====== EXTRACT TO READ ======

Multi-Touch Attribution Using Adobe Analytics Data Feeds and R

Follow @trevorwithdata

One of the hottest topics in the digital marketing space has always been marketing attribution. If you’re unfamiliar with this problem space, (I’d be surprised, but) there are lots of excellent explanations out there including this one. In a nutshell, companies have a lot of marketing outlets – search, display ads, social networks, email, and the list goes on. The attribution problem is how you assign credit for a business outcome to the different marketing outlets your brand employs given that your customers may see any combination of marketing channels in their customer journey.

There are lots of tools out there designed to allow you to slice and dice credit based on a set of logical rules, but as an avid user of R and Apache Spark, I wanted to illustrate how you can do this yourself. In fact, you can go above and beyond what most traditional multi-touch attribution vendors have to offer if you want to.

To illustrate, I’m going to walk you through a multi-touch attribution analysis and show you just how easy it is to create custom multi-touch attribution models. I also refer you to my previous guides on how to get Adobe Analytics Data Feeds, how to setup sparklyr (a dplyr interface between R and Apache Spark), and how to download and use a classification file in R.

First, let’s load up a bunch of Data Feed data:

library(dplyr)
library(sparklyr)
setwd("/data")

# Connect to my Spark instance
sc = spark_connect(master="local", version="2.2.0", config=sconfig)

# Load the data feed files
data_feed_local = spark_read_csv(
  sc=sc, 
  name="data_feed", 
  path="*-reportsuite_2017-*.tsv.gz", 
  header=FALSE, 
  delimiter="\t"
)

# Load the campaign classification file
campaign_class_local = spark_read_csv(
  sc = sc, 
  name = "campaign_class", 
  path = "SC_EXPORT_campaigns_classifications_reportsuite.tab", 
  header = TRUE, 
  delimiter = "\t"
)

With the data loaded, I’m going to do a little cleanup that will make my life easier later. First, I’m going to merge the visitor id high and low into a single field, and I’m going to add a leading and trailing “,” to the event list which makes it easier to search for specific Analytics events such as orders. Then, I’ll give some friendly names to the data feed columns based on the “column_headers.tsv” file that comes with the data feed (for example, the fourth column maps to the value “V4” and contains the timestamp of a hit in my files):

data_feed_tbl = data_feed_local %>%
 mutate(
   merged_visitor_ids = paste0(V1,"_",V2),
   fixed_event_list = paste0(",",V5,",")

====== DATA PROVIDED ======

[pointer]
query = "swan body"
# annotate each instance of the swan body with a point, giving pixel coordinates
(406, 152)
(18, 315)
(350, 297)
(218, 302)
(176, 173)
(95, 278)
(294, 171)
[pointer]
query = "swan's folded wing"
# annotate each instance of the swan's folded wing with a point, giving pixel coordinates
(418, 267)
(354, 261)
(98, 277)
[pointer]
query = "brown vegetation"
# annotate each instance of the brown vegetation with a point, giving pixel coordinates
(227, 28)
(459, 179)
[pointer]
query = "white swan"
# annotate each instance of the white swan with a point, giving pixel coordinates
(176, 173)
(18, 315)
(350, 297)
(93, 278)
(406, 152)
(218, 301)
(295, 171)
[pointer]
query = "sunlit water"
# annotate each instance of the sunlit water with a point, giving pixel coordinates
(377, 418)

======

### WHAT IS ASKED
a - In the attribution walkthrough, write out the stretch from "To illustrate, I’m" through "library(sparklyr)" again, replacing "classification file" with "lookup file".
b - Which Spark version does the connection call in the attribution walkthrough specify?

### TASK RESPONSES
a -
To illustrate, I’m going to walk you through a multi-touch attribution analysis and show you just how easy it is to create custom multi-touch attribution models. I also refer you to my previous guides on how to get Adobe Analytics Data Feeds, how to setup sparklyr (a dplyr interface between R and Apache Spark), and how to download and use a lookup file in R.

First, let’s load up a bunch of Data Feed data:

library(dplyr)
library(sparklyr)

b - Version 2.2.0.